▶ **What this task involves**: Exactly reproduce the lines beginning with the line that includes "Identify the child's" and ending with the last line of the data.

'''

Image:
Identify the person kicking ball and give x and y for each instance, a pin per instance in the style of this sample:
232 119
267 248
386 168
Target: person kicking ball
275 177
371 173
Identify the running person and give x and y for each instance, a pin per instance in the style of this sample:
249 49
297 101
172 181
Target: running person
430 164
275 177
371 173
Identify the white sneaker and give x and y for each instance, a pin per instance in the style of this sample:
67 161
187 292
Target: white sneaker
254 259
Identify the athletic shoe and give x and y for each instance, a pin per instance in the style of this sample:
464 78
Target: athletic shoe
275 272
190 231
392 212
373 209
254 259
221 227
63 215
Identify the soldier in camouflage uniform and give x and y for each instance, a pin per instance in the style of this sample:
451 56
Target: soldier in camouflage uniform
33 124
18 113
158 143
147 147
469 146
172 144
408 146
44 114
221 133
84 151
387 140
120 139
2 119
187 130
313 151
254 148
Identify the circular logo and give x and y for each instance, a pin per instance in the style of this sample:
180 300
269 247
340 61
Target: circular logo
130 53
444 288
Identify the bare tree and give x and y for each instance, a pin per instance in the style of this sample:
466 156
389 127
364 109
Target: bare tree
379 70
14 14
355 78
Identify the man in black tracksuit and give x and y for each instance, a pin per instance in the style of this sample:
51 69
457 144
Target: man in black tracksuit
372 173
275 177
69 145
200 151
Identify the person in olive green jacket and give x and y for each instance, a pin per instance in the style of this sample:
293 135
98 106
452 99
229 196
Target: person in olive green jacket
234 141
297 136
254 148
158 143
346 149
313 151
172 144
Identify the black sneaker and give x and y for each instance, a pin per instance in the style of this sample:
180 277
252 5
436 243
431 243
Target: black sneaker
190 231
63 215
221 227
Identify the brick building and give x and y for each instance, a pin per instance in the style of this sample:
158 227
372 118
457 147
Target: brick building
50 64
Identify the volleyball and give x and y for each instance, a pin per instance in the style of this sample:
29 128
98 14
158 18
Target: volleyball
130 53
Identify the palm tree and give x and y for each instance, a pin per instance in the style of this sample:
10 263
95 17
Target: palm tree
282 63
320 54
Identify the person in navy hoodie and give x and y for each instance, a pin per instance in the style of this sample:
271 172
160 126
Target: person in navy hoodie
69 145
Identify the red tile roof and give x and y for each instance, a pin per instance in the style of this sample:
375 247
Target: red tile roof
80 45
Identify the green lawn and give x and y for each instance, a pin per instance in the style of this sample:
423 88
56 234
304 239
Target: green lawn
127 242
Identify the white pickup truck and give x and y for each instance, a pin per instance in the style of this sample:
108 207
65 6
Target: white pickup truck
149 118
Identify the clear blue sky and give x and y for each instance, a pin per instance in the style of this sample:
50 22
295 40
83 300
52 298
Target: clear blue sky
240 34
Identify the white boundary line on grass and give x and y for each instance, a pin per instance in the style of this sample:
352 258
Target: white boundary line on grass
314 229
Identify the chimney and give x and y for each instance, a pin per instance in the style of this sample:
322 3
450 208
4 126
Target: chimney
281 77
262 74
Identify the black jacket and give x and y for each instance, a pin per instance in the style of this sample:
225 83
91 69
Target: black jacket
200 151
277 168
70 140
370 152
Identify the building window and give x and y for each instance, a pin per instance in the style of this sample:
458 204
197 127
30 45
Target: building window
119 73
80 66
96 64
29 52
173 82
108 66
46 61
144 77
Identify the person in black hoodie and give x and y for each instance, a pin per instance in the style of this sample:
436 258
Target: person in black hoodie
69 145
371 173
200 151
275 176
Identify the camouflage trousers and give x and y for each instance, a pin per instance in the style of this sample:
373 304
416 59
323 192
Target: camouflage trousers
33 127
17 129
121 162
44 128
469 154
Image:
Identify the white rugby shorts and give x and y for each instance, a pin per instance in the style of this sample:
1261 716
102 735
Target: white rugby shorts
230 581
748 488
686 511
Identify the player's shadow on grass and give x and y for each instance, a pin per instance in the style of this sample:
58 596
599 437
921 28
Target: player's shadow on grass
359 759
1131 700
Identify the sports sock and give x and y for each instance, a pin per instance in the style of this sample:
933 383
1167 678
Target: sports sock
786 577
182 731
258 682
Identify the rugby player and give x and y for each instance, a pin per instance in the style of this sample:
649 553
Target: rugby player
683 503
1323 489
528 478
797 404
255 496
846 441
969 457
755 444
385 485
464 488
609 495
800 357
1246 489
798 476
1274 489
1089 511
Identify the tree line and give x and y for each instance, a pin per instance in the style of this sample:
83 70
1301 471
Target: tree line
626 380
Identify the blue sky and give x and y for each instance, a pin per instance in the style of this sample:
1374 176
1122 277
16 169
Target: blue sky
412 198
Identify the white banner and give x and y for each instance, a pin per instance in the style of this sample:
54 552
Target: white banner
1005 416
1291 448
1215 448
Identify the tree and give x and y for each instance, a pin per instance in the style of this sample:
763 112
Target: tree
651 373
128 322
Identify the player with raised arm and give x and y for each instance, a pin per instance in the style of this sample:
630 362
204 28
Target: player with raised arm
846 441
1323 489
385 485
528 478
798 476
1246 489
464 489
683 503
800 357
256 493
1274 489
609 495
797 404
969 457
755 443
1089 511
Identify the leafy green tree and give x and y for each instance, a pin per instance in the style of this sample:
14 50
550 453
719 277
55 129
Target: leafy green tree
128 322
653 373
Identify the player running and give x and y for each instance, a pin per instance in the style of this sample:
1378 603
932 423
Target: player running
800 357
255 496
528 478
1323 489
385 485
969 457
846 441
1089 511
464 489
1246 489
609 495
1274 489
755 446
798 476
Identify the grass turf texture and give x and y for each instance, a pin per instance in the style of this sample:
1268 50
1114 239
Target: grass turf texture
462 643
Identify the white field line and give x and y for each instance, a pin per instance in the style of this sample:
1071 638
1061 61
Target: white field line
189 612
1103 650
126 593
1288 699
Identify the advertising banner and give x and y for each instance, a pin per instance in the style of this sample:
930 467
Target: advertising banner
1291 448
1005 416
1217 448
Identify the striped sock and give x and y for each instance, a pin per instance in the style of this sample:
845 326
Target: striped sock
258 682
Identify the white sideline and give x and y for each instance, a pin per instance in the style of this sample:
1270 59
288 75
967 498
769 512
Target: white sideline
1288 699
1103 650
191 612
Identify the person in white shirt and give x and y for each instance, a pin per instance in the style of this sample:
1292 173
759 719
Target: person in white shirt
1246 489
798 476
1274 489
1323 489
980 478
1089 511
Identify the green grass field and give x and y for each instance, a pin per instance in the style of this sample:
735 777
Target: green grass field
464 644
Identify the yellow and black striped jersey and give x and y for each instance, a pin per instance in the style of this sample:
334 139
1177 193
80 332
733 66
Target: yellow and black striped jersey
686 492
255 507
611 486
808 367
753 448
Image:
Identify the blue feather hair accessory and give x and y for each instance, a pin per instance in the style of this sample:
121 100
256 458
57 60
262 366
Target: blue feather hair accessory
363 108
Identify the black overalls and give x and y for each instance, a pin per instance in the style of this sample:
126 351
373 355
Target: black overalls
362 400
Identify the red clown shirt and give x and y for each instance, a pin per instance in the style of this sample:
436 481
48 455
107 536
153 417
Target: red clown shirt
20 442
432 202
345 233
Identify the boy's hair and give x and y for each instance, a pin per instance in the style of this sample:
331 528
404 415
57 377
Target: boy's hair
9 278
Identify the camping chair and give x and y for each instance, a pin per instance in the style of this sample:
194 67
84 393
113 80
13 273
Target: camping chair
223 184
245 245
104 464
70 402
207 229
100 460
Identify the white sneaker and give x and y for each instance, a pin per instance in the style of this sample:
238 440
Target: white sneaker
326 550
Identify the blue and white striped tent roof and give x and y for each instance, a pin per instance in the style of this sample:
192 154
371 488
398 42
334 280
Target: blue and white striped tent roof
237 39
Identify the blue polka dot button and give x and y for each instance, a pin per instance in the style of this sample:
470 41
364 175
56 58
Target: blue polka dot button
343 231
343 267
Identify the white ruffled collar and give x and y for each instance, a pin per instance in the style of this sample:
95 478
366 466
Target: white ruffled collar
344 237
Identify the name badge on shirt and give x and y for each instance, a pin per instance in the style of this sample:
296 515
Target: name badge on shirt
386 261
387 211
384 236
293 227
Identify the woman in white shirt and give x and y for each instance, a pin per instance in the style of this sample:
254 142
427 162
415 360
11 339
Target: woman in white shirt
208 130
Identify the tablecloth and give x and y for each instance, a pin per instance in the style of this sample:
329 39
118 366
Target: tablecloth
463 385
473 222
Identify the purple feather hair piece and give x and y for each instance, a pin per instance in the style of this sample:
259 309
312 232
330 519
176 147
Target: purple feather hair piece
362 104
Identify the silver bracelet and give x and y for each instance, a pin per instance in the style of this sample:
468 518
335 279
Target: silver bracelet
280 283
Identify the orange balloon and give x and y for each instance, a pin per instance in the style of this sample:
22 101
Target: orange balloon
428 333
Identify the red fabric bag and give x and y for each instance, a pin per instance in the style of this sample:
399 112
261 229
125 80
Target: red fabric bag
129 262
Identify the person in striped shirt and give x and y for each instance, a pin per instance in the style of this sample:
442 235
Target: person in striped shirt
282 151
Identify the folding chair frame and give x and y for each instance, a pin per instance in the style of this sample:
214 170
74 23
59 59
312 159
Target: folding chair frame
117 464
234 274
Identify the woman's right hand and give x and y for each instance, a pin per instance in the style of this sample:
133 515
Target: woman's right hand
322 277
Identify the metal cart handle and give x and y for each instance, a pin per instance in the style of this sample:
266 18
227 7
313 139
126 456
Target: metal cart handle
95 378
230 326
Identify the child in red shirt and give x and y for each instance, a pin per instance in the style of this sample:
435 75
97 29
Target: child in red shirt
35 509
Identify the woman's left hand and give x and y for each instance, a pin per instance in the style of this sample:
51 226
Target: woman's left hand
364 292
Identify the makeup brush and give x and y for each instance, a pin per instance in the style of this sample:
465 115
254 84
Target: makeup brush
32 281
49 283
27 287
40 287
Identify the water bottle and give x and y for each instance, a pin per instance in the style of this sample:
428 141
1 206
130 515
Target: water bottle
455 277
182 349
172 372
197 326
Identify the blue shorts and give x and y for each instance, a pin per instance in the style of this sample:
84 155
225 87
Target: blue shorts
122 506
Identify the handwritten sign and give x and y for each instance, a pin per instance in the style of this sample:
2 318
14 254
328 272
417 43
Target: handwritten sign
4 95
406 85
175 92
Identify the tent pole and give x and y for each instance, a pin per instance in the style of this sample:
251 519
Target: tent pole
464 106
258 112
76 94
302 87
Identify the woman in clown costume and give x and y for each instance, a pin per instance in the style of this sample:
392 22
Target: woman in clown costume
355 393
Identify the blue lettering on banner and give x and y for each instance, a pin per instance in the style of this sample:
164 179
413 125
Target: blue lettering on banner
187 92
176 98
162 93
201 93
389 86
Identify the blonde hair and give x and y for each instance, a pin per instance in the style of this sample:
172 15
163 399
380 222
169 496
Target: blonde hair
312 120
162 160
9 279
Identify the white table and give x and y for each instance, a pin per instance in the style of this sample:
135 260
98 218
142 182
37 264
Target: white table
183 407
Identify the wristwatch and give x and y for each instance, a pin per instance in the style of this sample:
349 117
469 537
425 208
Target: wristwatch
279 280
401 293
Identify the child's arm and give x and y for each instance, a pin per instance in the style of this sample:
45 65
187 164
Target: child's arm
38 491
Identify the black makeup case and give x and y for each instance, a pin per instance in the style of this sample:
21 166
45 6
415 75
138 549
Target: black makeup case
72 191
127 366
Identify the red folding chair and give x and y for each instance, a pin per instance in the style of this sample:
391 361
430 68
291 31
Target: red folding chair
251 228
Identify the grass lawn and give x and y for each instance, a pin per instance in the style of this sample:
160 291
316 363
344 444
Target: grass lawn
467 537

'''

▶ **Reply to the exercise**:
Identify the child's arm and give x and y for each instance, a pin per instance in the style of this sample:
45 65
187 164
Target: child's arm
38 491
Identify the black makeup case and give x and y for each instance, a pin per instance in the style of this sample:
21 166
45 6
415 75
138 549
Target: black makeup case
72 191
127 366
Identify the red folding chair and give x and y for each instance, a pin per instance in the style of this sample:
391 361
430 68
291 31
Target: red folding chair
251 228
Identify the grass lawn and give x and y for each instance, a pin per instance in the style of this sample:
160 291
316 363
344 444
Target: grass lawn
467 537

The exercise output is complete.